━━━━━ GIVEN DATA

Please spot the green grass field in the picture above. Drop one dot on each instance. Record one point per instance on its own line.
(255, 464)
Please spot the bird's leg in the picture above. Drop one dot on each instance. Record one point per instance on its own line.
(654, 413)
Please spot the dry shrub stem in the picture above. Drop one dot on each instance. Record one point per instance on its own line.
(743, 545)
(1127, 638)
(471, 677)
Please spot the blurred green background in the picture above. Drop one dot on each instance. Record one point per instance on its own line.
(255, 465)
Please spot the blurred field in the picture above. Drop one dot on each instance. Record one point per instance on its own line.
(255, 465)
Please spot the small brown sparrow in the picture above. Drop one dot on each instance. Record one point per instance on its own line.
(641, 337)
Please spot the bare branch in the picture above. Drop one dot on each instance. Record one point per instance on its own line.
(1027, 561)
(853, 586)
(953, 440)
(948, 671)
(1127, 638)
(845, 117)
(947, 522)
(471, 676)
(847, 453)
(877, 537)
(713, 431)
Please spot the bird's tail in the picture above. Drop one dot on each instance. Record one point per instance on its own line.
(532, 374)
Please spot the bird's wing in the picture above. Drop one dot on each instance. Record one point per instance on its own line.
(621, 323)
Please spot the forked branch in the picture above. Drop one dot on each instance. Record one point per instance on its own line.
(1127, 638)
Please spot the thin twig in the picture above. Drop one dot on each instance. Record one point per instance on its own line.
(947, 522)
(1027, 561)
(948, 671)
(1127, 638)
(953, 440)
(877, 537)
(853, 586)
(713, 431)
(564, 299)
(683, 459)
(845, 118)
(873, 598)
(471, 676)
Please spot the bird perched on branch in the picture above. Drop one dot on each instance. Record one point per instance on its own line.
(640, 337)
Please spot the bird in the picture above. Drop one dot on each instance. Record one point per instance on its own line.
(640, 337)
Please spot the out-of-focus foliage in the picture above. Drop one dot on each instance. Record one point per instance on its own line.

━━━━━━━━━━

• THE EXERCISE
Reproduce all of the records above verbatim, keeping every line in its original order.

• CORRECT RESULT
Please spot the green grass field in the picture above. Drop one dot on each instance. Record one point per instance on its own line.
(255, 464)
Please spot the bird's leg in the picture above. Drop one dot on each instance. Record one point per instance on its own line.
(654, 413)
Please spot the dry shrub stem in the picture above. Drop one dot on each instance. Record one point per instance on its own line.
(743, 545)
(1127, 638)
(471, 677)
Please spot the blurred green background in the picture above. Drop one dot on each instance. Record one point per instance on its own line.
(255, 465)
Please spot the blurred field in the picture above. Drop one dot on each instance. Record one point per instance on its own line.
(255, 465)
Please spot the small brown sparrow in the picture above. Drop one dot on each instance. Record one point per instance on its own line.
(641, 337)
Please spot the bare branch in the picture above. Drop one dot on each instance. Record one point per instance on its own line.
(1027, 561)
(853, 586)
(953, 440)
(948, 671)
(1127, 638)
(845, 117)
(947, 522)
(471, 676)
(847, 453)
(877, 537)
(713, 431)
Please spot the bird's tail in the picture above. Drop one dot on each instance. Record one point per instance on its own line.
(532, 374)
Please spot the bird's wing in the picture above. Drop one dot on each instance. Record one point per instance on its own line.
(621, 323)
Please spot the forked branch in the picture above. Drop one dot on each instance. Record one point per instance on its own line.
(1127, 638)
Please spot the thin twig in the picture above. Drop one dot on each instance. Record one point per instance on its own line.
(947, 522)
(1027, 561)
(948, 671)
(1127, 638)
(953, 440)
(877, 537)
(853, 586)
(713, 431)
(564, 299)
(683, 459)
(845, 118)
(873, 598)
(471, 676)
Please spot the bird perched on branch in the picture above. Drop one dot on each instance. Record one point per instance on its own line.
(640, 337)
Please spot the bird in the picture above. Drop one dot on each instance. Record one point per instance on its own line.
(640, 337)
Please spot the out-of-focus foliage in the picture above. Drop one dot on each instance. Record one point per instance on its own line.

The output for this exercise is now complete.